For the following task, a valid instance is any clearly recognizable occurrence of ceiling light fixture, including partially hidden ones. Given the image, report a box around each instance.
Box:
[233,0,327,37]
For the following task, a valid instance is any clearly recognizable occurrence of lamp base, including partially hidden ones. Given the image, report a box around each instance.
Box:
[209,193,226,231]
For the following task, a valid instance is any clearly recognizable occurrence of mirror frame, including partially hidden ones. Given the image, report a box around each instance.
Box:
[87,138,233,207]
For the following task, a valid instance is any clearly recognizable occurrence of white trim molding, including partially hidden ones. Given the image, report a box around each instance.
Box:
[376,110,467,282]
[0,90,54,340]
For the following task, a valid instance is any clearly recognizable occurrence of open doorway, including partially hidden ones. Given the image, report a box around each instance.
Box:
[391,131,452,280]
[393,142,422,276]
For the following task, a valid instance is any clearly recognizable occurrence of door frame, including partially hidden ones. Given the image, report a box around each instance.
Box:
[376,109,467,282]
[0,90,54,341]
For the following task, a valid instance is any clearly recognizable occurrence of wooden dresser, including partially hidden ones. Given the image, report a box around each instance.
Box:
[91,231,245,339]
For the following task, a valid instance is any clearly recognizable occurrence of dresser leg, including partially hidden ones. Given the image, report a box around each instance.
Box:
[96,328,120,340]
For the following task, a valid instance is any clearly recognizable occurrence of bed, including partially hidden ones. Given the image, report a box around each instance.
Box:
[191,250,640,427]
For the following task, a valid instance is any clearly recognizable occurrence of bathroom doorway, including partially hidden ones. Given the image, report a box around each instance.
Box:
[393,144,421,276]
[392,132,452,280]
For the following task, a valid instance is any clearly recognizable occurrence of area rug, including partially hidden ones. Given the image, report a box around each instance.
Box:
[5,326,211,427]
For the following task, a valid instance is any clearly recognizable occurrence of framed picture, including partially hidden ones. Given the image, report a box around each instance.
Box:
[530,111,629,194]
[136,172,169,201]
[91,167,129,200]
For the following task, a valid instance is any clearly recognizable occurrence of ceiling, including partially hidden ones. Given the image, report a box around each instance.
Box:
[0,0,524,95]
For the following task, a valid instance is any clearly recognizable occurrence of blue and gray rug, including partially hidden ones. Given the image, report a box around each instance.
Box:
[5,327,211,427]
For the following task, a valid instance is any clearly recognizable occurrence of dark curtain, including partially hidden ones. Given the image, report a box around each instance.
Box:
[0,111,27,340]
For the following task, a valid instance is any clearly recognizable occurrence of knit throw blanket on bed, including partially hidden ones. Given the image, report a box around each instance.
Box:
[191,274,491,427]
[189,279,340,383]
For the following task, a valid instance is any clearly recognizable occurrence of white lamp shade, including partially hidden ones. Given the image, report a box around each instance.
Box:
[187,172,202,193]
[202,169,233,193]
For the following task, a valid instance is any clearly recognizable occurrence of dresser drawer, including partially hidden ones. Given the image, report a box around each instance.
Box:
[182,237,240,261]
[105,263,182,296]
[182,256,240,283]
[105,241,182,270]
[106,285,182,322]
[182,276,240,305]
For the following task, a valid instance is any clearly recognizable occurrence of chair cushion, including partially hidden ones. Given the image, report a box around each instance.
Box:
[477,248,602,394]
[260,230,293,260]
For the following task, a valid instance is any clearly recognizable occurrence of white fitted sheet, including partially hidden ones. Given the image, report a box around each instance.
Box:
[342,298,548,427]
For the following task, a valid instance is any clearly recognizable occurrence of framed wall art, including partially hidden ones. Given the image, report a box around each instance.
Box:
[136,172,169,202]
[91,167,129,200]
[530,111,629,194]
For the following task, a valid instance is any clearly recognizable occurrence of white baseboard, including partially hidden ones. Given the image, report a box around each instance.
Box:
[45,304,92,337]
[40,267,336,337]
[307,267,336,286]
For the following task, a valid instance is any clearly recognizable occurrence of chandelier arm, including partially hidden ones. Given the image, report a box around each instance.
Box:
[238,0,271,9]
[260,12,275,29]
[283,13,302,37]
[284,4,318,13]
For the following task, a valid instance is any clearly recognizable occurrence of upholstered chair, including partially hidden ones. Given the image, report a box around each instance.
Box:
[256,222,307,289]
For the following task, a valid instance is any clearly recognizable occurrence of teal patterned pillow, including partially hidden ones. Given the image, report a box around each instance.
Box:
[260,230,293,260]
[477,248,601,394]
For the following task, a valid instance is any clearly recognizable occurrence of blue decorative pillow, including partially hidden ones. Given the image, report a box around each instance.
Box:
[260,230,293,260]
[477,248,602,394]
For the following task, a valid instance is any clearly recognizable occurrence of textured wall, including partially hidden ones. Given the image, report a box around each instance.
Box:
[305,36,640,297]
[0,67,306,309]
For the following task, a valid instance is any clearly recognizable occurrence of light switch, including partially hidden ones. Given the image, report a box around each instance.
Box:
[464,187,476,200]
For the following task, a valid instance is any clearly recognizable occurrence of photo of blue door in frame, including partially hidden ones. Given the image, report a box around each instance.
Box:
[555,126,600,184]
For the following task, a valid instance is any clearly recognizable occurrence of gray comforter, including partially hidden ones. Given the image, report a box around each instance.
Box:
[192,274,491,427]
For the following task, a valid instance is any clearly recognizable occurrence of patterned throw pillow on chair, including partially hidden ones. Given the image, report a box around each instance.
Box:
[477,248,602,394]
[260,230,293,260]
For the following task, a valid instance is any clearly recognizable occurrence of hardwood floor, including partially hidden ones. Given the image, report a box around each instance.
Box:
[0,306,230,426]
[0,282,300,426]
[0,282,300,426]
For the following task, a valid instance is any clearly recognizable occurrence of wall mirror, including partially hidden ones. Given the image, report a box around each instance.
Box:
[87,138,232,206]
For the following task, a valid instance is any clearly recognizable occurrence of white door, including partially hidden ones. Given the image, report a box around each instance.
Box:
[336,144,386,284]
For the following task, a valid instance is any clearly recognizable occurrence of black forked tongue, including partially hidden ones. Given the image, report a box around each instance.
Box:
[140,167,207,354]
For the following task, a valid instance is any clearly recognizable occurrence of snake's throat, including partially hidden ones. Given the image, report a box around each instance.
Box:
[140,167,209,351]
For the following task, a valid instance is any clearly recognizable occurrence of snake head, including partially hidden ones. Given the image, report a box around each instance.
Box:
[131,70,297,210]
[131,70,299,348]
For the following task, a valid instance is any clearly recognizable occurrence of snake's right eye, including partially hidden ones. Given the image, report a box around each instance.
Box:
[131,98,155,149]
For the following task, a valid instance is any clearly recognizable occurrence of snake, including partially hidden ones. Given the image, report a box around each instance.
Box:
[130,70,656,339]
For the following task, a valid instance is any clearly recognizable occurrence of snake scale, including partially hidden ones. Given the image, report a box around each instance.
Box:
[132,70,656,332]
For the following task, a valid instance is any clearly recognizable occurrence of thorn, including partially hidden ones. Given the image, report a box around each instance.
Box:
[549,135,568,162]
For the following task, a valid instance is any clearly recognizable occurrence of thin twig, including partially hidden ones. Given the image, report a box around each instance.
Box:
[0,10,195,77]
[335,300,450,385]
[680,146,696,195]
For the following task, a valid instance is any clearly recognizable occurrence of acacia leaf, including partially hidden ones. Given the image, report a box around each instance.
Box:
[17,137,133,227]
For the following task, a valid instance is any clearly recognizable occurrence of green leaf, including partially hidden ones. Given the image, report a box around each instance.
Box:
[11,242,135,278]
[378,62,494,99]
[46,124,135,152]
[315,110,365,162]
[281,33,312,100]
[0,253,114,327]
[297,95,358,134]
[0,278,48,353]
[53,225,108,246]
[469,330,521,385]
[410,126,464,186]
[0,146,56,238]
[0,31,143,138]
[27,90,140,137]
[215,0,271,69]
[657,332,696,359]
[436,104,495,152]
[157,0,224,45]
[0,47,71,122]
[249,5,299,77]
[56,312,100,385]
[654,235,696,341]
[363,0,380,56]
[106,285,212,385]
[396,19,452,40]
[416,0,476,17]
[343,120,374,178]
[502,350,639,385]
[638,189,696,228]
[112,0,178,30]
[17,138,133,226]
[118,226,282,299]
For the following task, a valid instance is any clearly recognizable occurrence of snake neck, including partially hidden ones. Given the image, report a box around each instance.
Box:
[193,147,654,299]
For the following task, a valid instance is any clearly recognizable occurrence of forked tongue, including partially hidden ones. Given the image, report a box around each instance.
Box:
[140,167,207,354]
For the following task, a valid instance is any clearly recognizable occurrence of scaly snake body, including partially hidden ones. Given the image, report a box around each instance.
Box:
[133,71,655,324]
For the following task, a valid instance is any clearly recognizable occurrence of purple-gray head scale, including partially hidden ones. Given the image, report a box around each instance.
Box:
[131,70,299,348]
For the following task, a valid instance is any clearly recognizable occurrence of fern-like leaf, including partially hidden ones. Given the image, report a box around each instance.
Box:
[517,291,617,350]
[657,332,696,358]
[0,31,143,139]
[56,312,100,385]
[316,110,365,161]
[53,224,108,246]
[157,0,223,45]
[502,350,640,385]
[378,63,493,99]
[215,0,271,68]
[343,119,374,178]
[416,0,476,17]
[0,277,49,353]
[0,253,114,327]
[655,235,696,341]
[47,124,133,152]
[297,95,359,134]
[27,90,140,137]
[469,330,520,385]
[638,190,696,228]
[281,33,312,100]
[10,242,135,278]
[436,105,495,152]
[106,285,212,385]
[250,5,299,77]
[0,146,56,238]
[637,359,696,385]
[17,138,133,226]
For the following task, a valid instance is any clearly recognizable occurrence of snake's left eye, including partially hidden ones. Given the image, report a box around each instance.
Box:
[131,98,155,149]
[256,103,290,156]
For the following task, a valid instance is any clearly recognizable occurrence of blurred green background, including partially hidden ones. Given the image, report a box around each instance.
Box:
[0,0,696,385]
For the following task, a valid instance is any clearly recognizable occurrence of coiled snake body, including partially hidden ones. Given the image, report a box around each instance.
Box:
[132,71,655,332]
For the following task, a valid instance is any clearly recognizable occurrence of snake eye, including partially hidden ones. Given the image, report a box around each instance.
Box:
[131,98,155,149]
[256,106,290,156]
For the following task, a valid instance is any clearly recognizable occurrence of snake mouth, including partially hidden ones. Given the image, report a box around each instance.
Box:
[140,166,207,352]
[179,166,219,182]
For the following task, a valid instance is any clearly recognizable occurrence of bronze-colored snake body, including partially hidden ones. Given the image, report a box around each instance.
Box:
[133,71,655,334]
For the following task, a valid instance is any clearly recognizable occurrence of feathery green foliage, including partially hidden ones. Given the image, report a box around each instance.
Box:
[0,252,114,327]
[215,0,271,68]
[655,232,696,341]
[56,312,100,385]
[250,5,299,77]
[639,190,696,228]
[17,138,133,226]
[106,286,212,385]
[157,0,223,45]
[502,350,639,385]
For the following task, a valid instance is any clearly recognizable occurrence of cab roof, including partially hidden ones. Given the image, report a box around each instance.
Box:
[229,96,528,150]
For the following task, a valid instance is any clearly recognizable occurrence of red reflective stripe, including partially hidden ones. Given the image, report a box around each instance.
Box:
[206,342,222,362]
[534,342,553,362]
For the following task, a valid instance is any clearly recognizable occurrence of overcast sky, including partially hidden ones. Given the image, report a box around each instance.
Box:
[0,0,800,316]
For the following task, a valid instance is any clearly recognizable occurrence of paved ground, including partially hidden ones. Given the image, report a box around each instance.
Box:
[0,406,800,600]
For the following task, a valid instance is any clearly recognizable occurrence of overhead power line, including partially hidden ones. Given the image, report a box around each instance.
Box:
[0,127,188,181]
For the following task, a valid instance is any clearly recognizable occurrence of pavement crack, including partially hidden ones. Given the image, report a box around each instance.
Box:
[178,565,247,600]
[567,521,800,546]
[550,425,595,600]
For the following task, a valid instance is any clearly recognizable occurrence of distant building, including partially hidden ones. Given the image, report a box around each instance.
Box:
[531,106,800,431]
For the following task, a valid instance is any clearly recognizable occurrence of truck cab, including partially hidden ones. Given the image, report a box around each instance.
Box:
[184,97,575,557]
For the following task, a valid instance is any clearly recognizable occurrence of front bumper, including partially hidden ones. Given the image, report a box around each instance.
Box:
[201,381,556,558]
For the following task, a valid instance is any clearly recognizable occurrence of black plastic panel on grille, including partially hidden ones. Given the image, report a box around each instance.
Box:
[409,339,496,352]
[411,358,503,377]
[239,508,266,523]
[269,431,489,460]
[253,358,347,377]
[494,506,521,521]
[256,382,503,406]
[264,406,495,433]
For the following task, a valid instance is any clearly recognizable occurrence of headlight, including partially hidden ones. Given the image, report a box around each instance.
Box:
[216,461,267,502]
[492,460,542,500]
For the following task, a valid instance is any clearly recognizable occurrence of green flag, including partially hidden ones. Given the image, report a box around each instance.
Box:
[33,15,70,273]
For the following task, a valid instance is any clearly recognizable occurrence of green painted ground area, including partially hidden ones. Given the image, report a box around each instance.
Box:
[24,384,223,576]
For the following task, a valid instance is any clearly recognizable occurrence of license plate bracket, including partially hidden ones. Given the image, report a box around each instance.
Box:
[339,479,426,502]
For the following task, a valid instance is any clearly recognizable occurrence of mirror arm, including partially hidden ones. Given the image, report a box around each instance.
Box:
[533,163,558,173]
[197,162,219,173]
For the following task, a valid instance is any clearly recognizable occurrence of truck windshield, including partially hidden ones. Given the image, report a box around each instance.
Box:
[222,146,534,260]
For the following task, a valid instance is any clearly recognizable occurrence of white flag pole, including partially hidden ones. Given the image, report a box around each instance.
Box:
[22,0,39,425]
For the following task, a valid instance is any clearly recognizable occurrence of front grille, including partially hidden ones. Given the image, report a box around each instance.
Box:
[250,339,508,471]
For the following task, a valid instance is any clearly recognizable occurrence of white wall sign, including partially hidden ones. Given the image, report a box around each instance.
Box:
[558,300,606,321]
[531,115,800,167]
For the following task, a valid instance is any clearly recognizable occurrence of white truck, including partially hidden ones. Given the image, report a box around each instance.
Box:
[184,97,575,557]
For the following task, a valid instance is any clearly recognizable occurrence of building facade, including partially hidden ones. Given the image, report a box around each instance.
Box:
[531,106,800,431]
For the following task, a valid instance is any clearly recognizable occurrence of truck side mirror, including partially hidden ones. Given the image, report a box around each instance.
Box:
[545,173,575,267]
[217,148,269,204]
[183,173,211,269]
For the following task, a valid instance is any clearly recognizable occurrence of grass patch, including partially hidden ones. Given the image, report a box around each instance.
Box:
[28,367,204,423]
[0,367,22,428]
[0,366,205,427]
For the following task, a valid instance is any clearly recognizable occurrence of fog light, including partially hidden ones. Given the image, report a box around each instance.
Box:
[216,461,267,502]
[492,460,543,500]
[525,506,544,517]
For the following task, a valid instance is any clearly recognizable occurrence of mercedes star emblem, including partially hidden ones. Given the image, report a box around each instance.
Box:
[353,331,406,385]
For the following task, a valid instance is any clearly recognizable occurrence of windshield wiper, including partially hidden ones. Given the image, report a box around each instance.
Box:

• **GOAL**
Reproduce the records from the first line up to and including the line that contains "[0,90,54,340]".

• **ANSWER FOR THIS EXERCISE**
For the following task, a valid instance is any clearly recognizable occurrence of ceiling light fixture, including partially hidden ones. Given the image, report a box around each instance.
Box:
[233,0,327,37]
For the following task, a valid instance is any clearly recognizable occurrence of lamp base, including partially hidden ones. Given the image, report a box around each instance.
Box:
[209,193,226,231]
For the following task, a valid instance is any clearly recognizable occurrence of mirror frame, including partially hidden ones. Given the image, report a box around each instance.
Box:
[87,138,233,207]
For the following task, a valid instance is any clearly recognizable occurrence of white trim molding, including partially hidden ones. Given the image, report a box around each instance.
Box:
[376,110,467,282]
[0,90,54,340]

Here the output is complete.